(PASSAGE PROVIDED Opens)

Annalee Newitz, whom I met at CodeCon in 2002 (see the entry They’re Not “Strippers”, They’re “Naked-Americans”), has written an article for Wired titled Cracking the Code to Romance.
The article profiles four hackers who are using technology to
“optimize” (in computer programming parlance, this means “make faster”
or “make more efficient”) dating.
I’m hardly what you’d call a Luddite nor could I honestly laugh at the
use of assistive technology to land a date. I do, after all, carry an
accordion to social events (even though these days, I’m spoken for — I
use its power to assist my only my friends now). To one degree or
another, we all use some kind of “dating optimization” to improve our
odds of finding a mate, or at least some with whom to mate
tonight:
- Getting into shape at the gym
- Dressing nicely (“nicely” varying with the sort of person you’re trying to attract)
- Wearing cologne/perfume/eau de toilette/patchouli (you dirty hippie)
- Going
to places where disproprotionately large numbers of single people
gather and drink fluids that are conducive to loosened
inhibitions/clouded judgement
- Asking
to be introduced to someone (by a friend/a dating service/speed
dating/online dating/asking the guy with the accordion to play a song
for that cute girl on your behalf)
That being said, this article is going to make geeks look twice as
creepy as the stereotype. Not just “dishevelled guy who’s staring at
you from the back of the bus” creepy and not even “costumed guy trying
to invite you back to ‘yiffapalooza’ back at his suite and ‘see what furries are really like'” creepy but
“if we put it to a vote, I’ll bet we could have these guys rounded up,
chemically castrated and drugged so much they could be used as
paperweights so women will feel safe” creepy.

(PASSAGE PROVIDED Closes)
(DATA FOR REVIEW Opens)

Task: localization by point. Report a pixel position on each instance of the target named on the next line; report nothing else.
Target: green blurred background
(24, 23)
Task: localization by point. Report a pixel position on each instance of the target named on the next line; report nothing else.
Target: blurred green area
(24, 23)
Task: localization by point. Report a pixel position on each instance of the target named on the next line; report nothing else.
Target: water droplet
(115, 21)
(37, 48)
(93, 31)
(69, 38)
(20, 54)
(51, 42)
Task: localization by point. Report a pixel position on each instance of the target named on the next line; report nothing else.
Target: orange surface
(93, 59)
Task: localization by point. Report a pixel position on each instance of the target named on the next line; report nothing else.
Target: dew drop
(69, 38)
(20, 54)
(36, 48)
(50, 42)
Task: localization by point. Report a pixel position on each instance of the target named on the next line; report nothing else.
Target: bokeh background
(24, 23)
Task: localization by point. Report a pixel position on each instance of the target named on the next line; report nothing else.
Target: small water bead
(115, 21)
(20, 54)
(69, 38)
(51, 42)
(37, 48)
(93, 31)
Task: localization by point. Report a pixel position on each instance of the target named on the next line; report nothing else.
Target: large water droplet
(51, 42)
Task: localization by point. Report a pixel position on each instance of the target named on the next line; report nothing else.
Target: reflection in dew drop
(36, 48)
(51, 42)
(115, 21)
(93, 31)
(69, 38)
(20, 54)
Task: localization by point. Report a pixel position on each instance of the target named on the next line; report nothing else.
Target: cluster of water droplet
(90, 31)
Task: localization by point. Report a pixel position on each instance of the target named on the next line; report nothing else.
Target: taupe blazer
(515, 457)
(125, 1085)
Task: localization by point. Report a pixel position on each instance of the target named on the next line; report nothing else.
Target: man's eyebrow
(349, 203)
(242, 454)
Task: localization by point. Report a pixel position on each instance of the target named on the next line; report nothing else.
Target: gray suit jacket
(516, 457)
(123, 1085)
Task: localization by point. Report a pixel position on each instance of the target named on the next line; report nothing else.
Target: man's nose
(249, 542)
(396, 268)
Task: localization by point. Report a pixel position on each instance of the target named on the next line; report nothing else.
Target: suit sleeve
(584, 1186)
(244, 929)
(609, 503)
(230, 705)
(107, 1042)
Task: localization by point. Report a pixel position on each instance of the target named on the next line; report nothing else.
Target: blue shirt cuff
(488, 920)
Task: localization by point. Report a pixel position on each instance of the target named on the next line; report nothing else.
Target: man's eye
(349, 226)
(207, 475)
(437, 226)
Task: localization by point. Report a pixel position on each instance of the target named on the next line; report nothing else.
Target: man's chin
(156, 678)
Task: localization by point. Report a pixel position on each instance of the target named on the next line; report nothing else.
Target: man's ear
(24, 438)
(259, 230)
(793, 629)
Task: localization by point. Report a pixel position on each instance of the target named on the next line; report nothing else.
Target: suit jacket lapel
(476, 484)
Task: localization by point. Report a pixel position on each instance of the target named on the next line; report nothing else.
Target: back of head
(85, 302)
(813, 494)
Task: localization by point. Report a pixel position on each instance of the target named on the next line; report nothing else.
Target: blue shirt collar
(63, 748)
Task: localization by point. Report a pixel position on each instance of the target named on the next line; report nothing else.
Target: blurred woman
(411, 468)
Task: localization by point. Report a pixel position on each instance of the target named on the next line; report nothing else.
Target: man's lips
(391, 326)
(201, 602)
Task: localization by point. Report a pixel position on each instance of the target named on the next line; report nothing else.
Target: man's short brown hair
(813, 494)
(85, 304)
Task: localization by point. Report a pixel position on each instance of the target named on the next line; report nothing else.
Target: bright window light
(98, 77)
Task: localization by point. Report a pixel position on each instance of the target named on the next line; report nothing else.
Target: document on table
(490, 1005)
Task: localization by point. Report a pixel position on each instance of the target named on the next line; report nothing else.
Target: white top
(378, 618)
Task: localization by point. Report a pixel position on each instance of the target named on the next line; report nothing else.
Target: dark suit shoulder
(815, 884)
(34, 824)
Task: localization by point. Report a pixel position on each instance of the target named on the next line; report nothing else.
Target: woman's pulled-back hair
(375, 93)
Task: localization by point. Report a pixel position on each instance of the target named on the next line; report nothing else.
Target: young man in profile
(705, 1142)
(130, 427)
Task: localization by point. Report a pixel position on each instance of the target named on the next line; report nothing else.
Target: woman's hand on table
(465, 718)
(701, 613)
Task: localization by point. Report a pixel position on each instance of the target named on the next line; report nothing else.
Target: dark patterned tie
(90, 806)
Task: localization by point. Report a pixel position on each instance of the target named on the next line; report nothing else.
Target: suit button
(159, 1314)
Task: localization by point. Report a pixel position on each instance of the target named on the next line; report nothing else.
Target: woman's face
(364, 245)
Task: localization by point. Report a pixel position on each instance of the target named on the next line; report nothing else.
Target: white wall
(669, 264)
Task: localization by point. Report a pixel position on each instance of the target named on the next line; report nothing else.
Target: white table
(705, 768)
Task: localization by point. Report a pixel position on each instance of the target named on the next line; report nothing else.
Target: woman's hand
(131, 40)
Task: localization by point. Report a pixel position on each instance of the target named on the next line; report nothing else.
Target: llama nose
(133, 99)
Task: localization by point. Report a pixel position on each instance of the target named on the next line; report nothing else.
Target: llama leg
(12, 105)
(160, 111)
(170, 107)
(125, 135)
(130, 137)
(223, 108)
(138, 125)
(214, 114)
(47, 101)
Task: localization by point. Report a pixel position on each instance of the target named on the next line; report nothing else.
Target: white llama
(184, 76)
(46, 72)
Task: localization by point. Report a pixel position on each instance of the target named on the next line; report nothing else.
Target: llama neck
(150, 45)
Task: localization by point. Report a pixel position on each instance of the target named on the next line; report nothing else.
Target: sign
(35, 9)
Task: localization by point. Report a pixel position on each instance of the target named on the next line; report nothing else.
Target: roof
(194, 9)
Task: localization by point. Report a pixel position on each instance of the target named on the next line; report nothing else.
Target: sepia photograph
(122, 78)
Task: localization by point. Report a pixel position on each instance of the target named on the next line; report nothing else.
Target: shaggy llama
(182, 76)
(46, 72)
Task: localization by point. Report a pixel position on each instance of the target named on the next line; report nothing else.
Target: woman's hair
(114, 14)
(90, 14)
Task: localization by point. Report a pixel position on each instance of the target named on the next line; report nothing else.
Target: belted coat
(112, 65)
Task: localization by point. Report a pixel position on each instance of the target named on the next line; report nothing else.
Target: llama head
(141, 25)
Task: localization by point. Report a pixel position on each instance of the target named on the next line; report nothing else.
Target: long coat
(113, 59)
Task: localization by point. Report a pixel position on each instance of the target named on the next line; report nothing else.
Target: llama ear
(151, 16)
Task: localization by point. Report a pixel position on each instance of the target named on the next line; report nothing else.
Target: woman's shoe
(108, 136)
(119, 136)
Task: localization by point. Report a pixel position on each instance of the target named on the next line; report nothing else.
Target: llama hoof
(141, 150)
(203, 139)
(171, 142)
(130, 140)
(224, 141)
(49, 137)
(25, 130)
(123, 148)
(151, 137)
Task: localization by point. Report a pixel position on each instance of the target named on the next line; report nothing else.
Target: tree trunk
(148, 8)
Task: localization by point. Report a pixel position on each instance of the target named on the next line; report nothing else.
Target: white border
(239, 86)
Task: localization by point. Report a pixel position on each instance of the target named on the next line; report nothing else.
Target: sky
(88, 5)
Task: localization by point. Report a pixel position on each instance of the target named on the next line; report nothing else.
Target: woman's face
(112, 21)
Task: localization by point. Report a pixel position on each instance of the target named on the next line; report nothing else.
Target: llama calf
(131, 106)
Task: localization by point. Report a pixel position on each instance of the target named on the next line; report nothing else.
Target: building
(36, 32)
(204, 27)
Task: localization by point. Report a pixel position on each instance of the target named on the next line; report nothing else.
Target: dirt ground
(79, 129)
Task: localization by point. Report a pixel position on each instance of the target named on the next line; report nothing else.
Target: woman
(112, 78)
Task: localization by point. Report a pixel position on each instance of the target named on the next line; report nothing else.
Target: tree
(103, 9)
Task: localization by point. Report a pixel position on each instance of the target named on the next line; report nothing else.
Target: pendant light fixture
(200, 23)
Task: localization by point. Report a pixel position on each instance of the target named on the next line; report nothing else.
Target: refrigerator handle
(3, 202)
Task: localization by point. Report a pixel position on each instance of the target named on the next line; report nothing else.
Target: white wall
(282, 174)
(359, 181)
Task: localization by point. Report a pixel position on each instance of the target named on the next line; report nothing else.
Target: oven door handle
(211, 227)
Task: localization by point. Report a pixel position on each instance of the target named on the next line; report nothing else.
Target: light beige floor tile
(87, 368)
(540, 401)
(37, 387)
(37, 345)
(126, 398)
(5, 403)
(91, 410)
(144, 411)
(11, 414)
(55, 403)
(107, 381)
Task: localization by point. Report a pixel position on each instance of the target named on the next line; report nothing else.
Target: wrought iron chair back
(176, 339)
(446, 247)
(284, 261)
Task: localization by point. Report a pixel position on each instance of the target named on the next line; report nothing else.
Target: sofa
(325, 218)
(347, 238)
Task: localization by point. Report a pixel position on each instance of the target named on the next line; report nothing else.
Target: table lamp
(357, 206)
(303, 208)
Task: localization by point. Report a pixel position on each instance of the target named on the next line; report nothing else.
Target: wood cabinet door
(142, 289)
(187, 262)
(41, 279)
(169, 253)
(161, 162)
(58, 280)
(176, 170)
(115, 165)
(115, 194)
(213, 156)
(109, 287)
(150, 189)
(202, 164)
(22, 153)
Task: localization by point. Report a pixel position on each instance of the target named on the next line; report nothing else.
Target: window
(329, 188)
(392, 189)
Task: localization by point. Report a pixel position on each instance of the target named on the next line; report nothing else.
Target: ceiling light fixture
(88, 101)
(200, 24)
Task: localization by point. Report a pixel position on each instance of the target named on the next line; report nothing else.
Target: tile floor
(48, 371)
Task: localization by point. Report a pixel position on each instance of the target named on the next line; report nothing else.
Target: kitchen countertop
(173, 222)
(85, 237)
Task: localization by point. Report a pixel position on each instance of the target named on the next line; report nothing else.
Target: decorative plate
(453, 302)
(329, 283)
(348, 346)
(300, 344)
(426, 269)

(DATA FOR REVIEW Closes)

PROBLEM TO WORK ON — From the dating-optimization post, quote the part that opens with the words containing "Annalee Newitz, whom" and closes with "trying to attract)". The entries have nothing to do with the dating-optimization post.

EXERCISE OUTPUT —
Annalee Newitz, whom I met at CodeCon in 2002 (see the entry They’re Not “Strippers”, They’re “Naked-Americans”), has written an article for Wired titled Cracking the Code to Romance.
The article profiles four hackers who are using technology to
“optimize” (in computer programming parlance, this means “make faster”
or “make more efficient”) dating.
I’m hardly what you’d call a Luddite nor could I honestly laugh at the
use of assistive technology to land a date. I do, after all, carry an
accordion to social events (even though these days, I’m spoken for — I
use its power to assist my only my friends now). To one degree or
another, we all use some kind of “dating optimization” to improve our
odds of finding a mate, or at least some with whom to mate
tonight:
- Getting into shape at the gym
- Dressing nicely (“nicely” varying with the sort of person you’re trying to attract)